Document segment:
⟨
Are you in debt? You’re not alone. Nearly ¾ of all Americans have debt, including mortgages, student loans, credit card, auto and medical debt. If you’re struggling with debt there may be options available to you. Read on to learn more about debt forgiveness and debt consolidation and see which one is right for you.
Debt forgiveness is when a lender forgives some or all the debt you still owe. Depending on what kind of debt you have there are different options. For federal student loan debt, if you work in a certain area like education or public service this may be an option. For credit card debt you can hire a third party to establish a debt management plan on your behalf. This is when you pay unsecured debt in full but often at a reduced interest rate and with waived fees. Federal mortgage debt can also provide some debt forgiveness programs through the Department of Housing and Urban Development. You can also reach out to your mortgage lender directly to ask about available options to you.
Debt consolidation is when you combine several sources of debt, often high-interest, into a single, lower-interest payment. Debt consolidation is a great way to organize bills with different interest rates, due dates, and payments. Debt consolidation also does not typically require a third party to negotiate on your behalf, as some debt forgiveness programs do. The two most popular ways to consolidate debt are to get a 0% interest, balance-transfer credit card or take out a fixed-rate debt consolidation loan.
Drawbacks of Debt Relief
When deciding which option may be right for you, it’s important to remember that if it sounds too good to be true it probably is. Make sure to only work with reputable companies that are registered with the Better Business Bureau and can provide a written plan for you. It’s also important to know some of the drawbacks of each option. For debt forgiveness, you may sometimes be required to pay taxes on the amount that is forgiven. A debt management plan can also hurt your credit score, as creditors may initially report you are not paying your debt as originally agreed upon.
⟩
Exercise set:
A: In the article on debt forgiveness and consolidation, substitute "creditor" for "lender" and write out the passage from "Debt forgiveness is" to "options to you.".
B: Answer these questions about the article on debt forgiveness and consolidation.
(i) What share of Americans have debt?
(ii) What are the two most popular ways to consolidate debt?
(iii) With what organization should a debt relief company be registered?
C: Write the next part of the article on debt forgiveness and consolidation, beginning right after its final sentence.

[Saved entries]
⟨
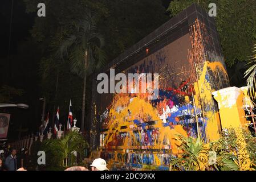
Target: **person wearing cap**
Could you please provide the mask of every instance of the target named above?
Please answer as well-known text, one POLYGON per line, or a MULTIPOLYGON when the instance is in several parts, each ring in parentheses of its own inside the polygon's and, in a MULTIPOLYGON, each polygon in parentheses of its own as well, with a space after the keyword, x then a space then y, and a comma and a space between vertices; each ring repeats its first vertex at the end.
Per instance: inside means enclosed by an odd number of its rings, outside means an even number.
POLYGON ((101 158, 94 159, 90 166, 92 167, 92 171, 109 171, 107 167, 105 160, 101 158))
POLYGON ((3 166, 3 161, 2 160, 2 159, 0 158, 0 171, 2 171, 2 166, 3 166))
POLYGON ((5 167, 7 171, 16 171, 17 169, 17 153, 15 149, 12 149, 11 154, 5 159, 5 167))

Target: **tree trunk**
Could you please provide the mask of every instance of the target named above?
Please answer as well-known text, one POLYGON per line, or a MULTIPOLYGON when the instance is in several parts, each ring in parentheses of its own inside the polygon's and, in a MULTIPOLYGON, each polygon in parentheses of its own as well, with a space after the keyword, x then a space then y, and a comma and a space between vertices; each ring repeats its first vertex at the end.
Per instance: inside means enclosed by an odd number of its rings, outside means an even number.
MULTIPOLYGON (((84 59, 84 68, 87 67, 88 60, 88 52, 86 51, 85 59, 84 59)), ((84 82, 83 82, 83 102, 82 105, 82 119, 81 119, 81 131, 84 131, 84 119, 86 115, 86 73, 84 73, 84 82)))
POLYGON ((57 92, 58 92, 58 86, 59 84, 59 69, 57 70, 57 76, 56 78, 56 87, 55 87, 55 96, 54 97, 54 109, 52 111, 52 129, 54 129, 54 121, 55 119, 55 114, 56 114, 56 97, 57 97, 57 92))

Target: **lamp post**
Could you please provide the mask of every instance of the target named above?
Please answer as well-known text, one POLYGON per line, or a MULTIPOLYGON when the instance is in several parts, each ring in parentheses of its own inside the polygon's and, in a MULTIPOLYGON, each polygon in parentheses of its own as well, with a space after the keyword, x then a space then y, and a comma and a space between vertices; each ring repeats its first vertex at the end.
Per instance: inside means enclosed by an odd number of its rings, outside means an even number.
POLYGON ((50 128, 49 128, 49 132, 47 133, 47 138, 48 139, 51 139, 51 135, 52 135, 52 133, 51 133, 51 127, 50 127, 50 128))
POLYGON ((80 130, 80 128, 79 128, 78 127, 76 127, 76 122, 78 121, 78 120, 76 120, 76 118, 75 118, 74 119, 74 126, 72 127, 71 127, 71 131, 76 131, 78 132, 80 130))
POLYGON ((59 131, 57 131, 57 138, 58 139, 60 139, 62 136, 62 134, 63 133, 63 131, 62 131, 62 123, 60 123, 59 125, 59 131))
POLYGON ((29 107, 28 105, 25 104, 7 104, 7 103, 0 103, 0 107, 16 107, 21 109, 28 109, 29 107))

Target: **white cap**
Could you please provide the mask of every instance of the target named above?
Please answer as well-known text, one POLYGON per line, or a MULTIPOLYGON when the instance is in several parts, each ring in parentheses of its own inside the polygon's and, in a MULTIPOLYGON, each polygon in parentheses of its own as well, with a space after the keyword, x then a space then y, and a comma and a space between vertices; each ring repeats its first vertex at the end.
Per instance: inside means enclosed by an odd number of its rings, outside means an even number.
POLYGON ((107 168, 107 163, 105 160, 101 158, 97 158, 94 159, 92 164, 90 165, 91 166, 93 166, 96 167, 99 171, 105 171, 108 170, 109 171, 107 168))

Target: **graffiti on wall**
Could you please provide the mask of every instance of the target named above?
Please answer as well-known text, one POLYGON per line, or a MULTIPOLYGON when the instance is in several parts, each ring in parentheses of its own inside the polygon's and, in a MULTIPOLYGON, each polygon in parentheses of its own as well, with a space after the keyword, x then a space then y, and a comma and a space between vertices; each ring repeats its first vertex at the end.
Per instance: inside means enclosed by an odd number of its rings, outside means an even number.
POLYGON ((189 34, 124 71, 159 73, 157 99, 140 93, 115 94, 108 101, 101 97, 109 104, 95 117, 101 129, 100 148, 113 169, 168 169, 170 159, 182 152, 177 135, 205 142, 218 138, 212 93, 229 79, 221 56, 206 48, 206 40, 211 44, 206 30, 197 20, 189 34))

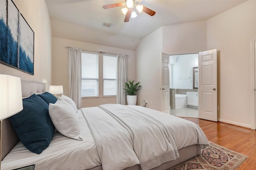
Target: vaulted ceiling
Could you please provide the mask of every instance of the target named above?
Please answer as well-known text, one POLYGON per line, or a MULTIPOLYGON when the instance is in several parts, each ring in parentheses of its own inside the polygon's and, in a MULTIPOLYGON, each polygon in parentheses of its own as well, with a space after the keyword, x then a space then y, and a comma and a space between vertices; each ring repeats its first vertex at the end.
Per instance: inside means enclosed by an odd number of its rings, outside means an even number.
⟩
Answers by task:
A:
Debt forgiveness is when a creditor forgives some or all the debt you still owe. Depending on what kind of debt you have there are different options. For federal student loan debt, if you work in a certain area like education or public service this may be an option. For credit card debt you can hire a third party to establish a debt management plan on your behalf. This is when you pay unsecured debt in full but often at a reduced interest rate and with waived fees. Federal mortgage debt can also provide some debt forgiveness programs through the Department of Housing and Urban Development. You can also reach out to your mortgage creditor directly to ask about available options to you.

B:
(i) Nearly ¾ of all Americans.
(ii) Getting a 0% interest, balance-transfer credit card, or taking out a fixed-rate debt consolidation loan.
(iii) The Better Business Bureau.

C:
Which One is Right for You?
If your debt is less than half your income, you have good enough credit to qualify for a 0% or low interest credit card, and your cash flow consistently covers payment consolidation may be a good choice for you. If your debt is more than half your gross income and you feel you will never be able to pay off your debt it may be time to consider debt forgiveness or create a debt management plan. There is no hard and fast rule as to what type of debt relief would work best for you. It’s important to do your research and understand the consequences of each plan, including interest rates, fees, and more.
If you have debt PCU can help. Our Platinum Rewards Mastercard has a 0% balance transfer offer to help you pay off your debt faster. We also offer student loan consolidation with a .25% interest rate reduction when you enroll in automatic payment. Contact us today to take control of your debt and life today!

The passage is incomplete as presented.